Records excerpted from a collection
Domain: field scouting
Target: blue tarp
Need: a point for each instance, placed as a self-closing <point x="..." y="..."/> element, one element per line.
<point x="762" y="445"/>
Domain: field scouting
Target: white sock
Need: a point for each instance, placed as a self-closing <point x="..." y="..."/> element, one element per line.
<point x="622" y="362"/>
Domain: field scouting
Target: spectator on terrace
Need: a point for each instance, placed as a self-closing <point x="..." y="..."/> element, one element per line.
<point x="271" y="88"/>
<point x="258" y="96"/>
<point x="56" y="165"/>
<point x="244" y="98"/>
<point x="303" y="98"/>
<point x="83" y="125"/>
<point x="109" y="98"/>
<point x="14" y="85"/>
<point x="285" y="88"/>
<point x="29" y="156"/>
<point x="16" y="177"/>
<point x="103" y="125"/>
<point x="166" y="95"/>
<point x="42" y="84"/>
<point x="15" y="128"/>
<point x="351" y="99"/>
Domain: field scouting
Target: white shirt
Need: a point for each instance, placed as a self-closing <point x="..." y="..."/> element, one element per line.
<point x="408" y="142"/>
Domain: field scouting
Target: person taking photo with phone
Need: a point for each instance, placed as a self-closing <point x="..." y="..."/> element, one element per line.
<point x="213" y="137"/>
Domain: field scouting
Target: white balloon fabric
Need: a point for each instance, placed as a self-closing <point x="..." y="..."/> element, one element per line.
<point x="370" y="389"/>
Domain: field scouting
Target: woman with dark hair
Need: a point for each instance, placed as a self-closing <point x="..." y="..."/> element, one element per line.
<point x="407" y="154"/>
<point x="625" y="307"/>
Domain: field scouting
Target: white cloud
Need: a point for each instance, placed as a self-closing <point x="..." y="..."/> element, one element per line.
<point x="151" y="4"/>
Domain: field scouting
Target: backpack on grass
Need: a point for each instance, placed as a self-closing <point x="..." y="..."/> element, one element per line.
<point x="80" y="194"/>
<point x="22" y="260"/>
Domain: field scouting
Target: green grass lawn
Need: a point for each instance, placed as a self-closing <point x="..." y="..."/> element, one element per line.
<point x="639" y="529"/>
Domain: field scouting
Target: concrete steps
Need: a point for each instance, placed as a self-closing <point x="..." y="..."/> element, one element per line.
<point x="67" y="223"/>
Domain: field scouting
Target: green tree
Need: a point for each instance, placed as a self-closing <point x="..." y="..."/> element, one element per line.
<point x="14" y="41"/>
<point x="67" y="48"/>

What you have to do:
Return each line in the records that holds the string "with".

Response area:
Target: person taking photo with phone
Target: woman with dark hair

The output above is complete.